◆ DATA RECORDS ◆
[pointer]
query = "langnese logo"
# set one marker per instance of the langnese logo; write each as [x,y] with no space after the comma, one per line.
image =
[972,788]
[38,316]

◆ WHAT IS NEEDED ◆
Can you turn every line of the records above into a JSON list of strings, with one string per line and any blank lines left out?

◆ ANSWER TO THE TASK ◆
[
  "[pointer]",
  "query = \"langnese logo\"",
  "# set one marker per instance of the langnese logo; write each as [x,y] with no space after the comma, one per line.",
  "image =",
  "[972,788]",
  "[38,316]"
]